Text block:
= = = =

Mutations not making coronavirus able to spread more rapidly – study

Mutations not making coronavirus able to spread more rapidly – study

FILE PHOTO: A 3D-printed coronavirus model is seen in front of a stock graph on display in this illustration taken March 25, 2020. REUTERS/Dado Ruvic/Illustration/File Photo

LONDON The COVID-19-causing coronavirus is mutating as it spreads around the world in the pandemic, but none of the mutations currently documented appears to be making it able to spread more rapidly, scientists said Wednesday.

In a study using a global dataset of virus genomes from 46,723 people with COVID-19 from 99 countries, researchers identified more than 12,700 mutations, or changes, in the SARS-CoV-2 virus.

“Fortunately, we found that none of these mutations are making COVID-19 spread more rapidly,” said Lucy van Dorp, a professor at University College London’s Genetics Institute and one of the co-lead researchers on the study.

She added, however: “We need to remain vigilant and continue monitoring new mutations, particularly as vaccines get rolled out.”

Viruses are known to mutate all the time, and some – such as flu viruses – change more frequently than others.

Most mutations are neutral, but some can be either advantageous or detrimental to the virus, and some can make vaccines against them less effective. When viruses change like this, vaccines against them have to be adapted regularly to ensure they are hitting the right target.

With the SARS-CoV-2 virus, the first vaccines to show efficacy against the disease it causes could get regulatory approval and begin to be used to immunize people before the end of the year.

Francois Balloux, a UCL professor who also worked on the study, said that its findings, for now, posed no threat to COVID-19 vaccine efficacy, but cautioned that the imminent introduction of vaccines could exert new selective pressures on the virus to mutate to try to evade the human immune system.

= = = =

Recorded information:

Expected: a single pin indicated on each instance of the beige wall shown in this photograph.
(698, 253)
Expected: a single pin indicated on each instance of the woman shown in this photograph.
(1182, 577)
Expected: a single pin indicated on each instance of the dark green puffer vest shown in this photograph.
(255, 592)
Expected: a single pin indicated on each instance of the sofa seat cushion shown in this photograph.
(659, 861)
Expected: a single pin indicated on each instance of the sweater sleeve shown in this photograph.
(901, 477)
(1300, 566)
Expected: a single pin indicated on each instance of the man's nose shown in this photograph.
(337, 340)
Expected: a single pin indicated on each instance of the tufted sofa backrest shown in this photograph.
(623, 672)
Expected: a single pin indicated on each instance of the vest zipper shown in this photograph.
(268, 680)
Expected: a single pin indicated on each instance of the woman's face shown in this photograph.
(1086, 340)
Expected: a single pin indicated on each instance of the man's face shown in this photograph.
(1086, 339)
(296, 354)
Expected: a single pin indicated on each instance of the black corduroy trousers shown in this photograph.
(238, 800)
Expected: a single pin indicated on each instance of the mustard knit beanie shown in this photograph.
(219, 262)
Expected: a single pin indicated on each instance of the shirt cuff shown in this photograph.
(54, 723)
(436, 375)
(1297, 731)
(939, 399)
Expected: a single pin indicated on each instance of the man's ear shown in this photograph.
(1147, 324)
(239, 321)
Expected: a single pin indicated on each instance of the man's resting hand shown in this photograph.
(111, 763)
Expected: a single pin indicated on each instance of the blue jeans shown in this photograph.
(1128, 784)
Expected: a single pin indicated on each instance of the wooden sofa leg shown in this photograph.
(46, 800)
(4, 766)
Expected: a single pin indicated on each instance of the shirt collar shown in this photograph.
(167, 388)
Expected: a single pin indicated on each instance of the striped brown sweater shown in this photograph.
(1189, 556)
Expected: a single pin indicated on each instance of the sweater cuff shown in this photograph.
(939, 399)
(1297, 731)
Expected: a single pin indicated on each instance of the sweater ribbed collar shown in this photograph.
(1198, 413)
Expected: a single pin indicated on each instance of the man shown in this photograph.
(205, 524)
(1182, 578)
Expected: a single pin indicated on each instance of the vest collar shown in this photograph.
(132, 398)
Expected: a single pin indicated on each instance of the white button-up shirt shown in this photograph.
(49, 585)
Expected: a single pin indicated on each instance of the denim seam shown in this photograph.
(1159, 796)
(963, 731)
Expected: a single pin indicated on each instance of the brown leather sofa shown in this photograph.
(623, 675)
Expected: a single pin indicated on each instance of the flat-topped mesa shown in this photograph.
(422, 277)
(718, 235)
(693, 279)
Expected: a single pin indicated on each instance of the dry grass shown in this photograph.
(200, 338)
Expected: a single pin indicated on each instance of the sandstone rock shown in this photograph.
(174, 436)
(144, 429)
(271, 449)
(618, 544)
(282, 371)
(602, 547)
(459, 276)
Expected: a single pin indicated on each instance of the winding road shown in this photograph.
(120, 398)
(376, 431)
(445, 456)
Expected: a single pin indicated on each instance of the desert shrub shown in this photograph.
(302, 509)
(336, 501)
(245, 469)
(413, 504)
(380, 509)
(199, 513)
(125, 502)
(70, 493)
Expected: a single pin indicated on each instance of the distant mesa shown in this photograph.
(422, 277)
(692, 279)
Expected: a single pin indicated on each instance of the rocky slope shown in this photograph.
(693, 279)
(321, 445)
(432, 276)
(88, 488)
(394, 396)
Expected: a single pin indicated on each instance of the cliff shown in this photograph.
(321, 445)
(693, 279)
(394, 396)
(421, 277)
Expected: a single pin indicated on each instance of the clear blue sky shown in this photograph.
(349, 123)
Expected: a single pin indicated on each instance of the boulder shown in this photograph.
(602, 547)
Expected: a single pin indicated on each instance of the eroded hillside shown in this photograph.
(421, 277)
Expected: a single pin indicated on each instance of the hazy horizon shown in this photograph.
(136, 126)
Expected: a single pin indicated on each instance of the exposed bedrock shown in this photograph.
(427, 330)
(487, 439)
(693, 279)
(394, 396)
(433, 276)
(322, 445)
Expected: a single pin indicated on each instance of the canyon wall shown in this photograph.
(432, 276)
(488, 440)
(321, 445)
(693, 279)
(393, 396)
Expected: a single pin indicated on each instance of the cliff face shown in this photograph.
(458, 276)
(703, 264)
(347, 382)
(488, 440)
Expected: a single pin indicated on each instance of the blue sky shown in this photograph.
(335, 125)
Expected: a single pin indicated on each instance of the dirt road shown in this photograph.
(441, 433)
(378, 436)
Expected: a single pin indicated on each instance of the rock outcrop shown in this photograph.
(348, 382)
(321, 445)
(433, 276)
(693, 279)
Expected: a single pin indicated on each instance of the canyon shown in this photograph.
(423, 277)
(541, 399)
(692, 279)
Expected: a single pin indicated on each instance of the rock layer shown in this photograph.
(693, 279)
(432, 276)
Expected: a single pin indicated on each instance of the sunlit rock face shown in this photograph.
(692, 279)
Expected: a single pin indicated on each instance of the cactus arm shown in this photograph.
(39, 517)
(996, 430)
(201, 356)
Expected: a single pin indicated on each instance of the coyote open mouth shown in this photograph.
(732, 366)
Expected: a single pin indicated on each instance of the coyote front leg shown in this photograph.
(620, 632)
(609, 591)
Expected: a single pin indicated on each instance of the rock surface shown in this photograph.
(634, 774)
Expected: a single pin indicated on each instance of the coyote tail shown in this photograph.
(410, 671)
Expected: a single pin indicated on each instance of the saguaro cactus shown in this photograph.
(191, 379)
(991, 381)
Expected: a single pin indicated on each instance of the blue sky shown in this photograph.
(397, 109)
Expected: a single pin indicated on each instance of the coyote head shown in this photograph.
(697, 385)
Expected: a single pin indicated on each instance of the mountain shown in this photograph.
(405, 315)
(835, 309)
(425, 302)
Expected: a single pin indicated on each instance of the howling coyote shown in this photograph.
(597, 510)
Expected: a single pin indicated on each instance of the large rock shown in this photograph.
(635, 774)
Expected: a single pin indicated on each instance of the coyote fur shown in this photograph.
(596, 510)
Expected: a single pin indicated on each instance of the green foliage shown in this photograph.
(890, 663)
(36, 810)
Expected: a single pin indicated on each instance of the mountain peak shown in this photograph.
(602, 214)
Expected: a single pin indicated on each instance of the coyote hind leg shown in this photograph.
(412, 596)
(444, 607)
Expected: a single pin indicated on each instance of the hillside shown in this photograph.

= = = =

Exercise set:
1. Reproduce the passage of the coronavirus mutation article from "LONDON The COVID-19-causing" to "frequently than others.".
2. Pick up the coronavirus mutation article after its last sentence and continue it.
The entries play no part in this work.

Answers by task:
1.
LONDON The COVID-19-causing coronavirus is mutating as it spreads around the world in the pandemic, but none of the mutations currently documented appears to be making it able to spread more rapidly, scientists said Wednesday.

In a study using a global dataset of virus genomes from 46,723 people with COVID-19 from 99 countries, researchers identified more than 12,700 mutations, or changes, in the SARS-CoV-2 virus.

“Fortunately, we found that none of these mutations are making COVID-19 spread more rapidly,” said Lucy van Dorp, a professor at University College London’s Genetics Institute and one of the co-lead researchers on the study.

She added, however: “We need to remain vigilant and continue monitoring new mutations, particularly as vaccines get rolled out.”

Viruses are known to mutate all the time, and some – such as flu viruses – change more frequently than others.

2.
“The news on the vaccine front looks great,” he said. “The virus may well acquire vaccine-escape mutations in the future, but we’re confident we’ll be able to flag them up promptly, which would allow updating the vaccines in time if required.”

The mutation study, preliminary findings of which were originally made public in May as a pre-print before being reviewed by other scientists, was published in full on Wednesday in the peer-reviewed journal Nature Communications.

The research team from Britain’s UCL and Oxford University, and from France’s Cirad and Université de la Réunion, analyzed virus genomes from 46,723 people with COVID-19 from 99 countries, collected up until the end of July 2020.

Among more than 12,706 mutations identified, some 398 appeared to have occurred repeatedly and independently, the researchers said.

Of those, the scientists focused on 185 mutations which they found had occurred at least three times independently during the course of the pandemic.

The researchers found no evidence that any of the common mutations are increasing the virus’s transmissibility. Instead, they said, most common mutations are neutral for the virus.